Every line from the beginning of the data through the line containing "# each pair looks like [[556, 192]]" should be reproduced exactly, and no further lines should be output.

*** Opening of EXTRACTED ENTRIES ***

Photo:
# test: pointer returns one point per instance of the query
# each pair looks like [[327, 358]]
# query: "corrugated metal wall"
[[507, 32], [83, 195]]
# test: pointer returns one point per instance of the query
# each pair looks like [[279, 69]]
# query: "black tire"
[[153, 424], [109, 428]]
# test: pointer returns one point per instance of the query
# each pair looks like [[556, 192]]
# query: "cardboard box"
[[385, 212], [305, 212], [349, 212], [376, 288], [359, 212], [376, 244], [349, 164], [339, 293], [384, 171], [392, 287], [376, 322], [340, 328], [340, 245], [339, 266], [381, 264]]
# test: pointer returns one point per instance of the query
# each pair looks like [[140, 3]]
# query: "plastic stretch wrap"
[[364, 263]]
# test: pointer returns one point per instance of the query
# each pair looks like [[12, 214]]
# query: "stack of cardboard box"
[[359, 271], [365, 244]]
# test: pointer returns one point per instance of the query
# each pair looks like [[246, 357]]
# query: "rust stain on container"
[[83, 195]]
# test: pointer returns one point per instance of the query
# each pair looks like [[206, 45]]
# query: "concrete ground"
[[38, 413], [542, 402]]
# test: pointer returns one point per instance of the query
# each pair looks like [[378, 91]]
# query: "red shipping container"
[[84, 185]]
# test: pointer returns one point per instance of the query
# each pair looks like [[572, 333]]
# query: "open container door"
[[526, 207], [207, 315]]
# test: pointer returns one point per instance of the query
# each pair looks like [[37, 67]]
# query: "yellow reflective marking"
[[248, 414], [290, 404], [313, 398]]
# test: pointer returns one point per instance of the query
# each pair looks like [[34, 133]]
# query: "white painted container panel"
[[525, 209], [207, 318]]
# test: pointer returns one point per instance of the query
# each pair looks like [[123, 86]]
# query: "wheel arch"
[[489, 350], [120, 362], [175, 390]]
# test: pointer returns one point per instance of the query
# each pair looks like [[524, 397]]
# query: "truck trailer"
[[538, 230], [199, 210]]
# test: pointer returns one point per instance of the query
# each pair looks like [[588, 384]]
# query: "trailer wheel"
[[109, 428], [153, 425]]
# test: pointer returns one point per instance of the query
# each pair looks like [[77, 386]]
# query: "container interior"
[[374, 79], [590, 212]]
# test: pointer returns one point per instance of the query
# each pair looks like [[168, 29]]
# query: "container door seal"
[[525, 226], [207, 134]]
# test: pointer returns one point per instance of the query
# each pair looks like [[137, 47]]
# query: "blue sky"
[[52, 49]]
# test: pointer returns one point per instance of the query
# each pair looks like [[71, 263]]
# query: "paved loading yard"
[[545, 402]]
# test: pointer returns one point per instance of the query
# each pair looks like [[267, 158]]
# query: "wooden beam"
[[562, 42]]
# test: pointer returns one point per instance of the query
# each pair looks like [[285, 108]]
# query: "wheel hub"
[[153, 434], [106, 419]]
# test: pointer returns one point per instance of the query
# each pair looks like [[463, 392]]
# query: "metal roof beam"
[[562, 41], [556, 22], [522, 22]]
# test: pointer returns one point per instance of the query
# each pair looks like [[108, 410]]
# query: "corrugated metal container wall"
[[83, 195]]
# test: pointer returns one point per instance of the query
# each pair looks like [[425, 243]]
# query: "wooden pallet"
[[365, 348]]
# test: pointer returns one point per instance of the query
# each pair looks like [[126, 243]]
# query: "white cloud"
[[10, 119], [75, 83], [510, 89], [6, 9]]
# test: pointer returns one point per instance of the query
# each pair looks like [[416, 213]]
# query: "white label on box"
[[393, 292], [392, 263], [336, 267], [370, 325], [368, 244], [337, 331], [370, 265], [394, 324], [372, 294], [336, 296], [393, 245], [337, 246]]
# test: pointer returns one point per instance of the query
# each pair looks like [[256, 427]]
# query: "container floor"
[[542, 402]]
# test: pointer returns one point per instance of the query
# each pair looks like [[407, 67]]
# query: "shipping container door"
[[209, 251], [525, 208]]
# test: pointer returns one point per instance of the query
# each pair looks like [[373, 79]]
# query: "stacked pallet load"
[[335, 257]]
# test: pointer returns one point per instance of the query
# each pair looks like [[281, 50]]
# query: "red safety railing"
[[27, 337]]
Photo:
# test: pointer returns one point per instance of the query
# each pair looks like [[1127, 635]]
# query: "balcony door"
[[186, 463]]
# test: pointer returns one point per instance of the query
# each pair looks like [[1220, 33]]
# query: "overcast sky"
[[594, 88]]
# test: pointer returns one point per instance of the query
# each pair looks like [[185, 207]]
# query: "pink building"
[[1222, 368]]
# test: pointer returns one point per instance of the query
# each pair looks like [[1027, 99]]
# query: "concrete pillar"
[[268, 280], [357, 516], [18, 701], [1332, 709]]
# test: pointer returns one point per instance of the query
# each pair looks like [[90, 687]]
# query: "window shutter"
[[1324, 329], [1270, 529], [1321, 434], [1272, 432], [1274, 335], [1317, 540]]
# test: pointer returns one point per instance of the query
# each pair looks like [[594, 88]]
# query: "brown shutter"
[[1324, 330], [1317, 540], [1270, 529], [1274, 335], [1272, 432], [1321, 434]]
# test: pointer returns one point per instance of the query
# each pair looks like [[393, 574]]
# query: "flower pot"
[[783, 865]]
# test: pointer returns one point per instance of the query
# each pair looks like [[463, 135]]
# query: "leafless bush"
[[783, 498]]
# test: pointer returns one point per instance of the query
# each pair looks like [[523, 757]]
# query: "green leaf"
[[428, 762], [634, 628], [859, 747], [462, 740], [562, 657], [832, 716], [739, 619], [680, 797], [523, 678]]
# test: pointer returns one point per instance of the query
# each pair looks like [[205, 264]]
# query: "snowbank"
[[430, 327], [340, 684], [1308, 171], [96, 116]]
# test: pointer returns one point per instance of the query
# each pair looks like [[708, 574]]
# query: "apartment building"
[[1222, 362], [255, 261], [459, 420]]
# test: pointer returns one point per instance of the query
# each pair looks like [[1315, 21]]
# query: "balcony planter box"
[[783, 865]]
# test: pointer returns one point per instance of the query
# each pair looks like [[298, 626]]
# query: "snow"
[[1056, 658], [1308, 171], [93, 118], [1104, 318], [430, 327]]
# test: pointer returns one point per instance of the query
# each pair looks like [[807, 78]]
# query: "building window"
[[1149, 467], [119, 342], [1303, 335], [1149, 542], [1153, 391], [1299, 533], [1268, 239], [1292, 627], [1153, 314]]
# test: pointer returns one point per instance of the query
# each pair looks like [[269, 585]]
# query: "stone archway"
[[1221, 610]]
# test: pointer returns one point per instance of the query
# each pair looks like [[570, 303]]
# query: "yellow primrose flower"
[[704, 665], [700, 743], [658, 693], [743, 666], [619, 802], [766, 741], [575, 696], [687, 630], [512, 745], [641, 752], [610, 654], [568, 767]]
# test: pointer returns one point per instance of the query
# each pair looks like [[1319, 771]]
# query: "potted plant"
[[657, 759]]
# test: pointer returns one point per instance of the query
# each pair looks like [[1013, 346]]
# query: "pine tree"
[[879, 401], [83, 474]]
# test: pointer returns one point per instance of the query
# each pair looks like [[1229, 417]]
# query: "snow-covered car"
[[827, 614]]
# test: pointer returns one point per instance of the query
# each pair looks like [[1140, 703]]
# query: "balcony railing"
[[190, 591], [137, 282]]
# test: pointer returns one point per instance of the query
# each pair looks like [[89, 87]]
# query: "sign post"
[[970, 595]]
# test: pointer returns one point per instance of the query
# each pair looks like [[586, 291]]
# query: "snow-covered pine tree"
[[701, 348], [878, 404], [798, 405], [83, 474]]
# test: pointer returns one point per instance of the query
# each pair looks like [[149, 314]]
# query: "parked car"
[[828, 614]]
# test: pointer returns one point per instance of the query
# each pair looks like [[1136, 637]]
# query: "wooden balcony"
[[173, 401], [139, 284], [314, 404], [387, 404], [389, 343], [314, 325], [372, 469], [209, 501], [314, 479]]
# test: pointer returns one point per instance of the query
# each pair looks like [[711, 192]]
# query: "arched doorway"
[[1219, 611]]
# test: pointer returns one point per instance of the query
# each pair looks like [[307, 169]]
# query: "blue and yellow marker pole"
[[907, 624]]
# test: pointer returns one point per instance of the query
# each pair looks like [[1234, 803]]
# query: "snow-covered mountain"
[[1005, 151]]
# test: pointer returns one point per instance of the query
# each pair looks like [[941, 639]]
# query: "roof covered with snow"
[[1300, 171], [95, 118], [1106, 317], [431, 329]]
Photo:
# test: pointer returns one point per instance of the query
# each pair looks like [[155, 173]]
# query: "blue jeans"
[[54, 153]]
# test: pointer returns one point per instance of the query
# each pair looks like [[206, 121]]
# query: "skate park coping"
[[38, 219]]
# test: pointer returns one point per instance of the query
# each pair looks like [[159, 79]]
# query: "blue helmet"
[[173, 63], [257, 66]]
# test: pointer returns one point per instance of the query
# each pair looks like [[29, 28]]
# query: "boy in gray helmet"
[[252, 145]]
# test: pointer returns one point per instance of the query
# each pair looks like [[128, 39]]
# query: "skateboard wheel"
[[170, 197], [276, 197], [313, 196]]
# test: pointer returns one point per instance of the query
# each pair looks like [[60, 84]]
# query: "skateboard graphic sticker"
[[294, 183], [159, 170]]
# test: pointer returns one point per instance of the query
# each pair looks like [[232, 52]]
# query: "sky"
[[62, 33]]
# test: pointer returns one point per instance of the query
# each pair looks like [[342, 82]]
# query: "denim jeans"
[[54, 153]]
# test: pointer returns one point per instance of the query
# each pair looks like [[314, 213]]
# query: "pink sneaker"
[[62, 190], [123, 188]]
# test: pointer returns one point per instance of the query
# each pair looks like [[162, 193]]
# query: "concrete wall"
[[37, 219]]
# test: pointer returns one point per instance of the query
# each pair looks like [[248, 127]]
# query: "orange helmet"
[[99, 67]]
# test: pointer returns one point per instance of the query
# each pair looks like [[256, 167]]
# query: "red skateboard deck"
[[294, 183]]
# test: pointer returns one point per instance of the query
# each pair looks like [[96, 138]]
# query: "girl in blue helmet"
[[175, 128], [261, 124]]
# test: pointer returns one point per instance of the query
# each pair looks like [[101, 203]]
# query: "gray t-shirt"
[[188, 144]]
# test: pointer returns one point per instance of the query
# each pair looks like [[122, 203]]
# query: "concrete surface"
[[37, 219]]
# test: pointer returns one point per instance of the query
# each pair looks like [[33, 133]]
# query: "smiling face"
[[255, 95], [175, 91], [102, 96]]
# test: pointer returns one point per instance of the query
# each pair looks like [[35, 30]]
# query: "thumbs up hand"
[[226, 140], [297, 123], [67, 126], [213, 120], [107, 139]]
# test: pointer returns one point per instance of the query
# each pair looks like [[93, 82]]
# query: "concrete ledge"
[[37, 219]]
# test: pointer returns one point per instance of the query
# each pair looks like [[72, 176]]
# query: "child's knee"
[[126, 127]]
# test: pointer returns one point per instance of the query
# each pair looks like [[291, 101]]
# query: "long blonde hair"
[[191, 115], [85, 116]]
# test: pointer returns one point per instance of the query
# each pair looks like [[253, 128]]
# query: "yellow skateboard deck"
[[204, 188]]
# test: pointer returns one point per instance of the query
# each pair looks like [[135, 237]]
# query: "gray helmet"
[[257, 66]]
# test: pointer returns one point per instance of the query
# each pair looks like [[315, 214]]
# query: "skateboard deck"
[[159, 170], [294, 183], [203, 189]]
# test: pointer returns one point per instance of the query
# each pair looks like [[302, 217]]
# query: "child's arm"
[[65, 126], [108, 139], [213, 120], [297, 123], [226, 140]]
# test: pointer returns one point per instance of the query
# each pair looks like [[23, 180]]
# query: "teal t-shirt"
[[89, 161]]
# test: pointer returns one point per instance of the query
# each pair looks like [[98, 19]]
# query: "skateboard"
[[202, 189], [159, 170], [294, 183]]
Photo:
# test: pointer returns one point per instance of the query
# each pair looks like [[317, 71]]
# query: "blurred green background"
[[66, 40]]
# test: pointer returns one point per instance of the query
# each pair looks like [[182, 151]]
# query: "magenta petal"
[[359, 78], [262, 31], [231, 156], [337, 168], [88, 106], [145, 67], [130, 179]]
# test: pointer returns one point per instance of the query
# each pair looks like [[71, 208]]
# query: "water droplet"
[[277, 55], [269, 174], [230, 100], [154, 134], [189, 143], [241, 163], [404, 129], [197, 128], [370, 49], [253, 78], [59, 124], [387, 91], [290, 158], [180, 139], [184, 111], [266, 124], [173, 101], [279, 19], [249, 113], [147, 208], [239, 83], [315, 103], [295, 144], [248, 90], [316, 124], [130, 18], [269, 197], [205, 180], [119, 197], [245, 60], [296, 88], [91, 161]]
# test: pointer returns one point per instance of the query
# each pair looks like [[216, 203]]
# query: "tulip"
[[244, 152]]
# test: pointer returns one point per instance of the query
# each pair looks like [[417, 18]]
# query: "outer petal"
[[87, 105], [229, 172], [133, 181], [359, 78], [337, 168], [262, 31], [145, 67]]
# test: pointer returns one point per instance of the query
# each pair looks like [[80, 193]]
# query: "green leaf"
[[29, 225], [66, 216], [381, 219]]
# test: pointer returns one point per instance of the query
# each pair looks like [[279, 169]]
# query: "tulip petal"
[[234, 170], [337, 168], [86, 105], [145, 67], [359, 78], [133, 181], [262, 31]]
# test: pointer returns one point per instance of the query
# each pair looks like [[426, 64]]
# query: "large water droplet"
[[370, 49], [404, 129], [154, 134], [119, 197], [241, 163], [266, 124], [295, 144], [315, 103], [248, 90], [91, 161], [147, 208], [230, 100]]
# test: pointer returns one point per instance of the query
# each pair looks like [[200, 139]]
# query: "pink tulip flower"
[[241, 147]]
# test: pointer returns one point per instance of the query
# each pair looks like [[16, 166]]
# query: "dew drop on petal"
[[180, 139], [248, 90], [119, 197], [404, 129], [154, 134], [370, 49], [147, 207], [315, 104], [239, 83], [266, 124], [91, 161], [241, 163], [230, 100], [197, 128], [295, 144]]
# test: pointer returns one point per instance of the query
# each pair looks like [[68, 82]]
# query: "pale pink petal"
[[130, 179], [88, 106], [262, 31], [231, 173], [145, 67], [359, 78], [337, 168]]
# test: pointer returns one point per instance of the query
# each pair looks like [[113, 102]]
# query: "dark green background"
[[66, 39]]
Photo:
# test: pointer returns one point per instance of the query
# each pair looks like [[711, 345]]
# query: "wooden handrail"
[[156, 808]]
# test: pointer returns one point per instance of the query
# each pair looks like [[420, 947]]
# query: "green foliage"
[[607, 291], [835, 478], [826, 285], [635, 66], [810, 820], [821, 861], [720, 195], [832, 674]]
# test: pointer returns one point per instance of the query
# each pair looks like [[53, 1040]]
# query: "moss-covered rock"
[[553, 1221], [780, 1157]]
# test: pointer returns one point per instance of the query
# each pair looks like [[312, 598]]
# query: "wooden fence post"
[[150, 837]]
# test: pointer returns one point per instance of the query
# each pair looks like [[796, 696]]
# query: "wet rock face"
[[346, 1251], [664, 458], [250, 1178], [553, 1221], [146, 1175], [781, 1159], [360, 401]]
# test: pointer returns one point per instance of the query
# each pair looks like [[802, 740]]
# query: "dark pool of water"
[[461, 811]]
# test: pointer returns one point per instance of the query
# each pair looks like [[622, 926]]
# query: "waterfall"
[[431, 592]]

*** Close of EXTRACTED ENTRIES ***

### ANSWER BELOW:
Photo:
# test: pointer returns one point per instance of the query
# each pair looks like [[327, 358]]
# query: "corrugated metal wall"
[[507, 32], [83, 195]]
# test: pointer returns one point per instance of the query
# each pair looks like [[279, 69]]
# query: "black tire"
[[153, 424], [109, 428]]
# test: pointer returns one point per instance of the query
# each pair looks like [[556, 192]]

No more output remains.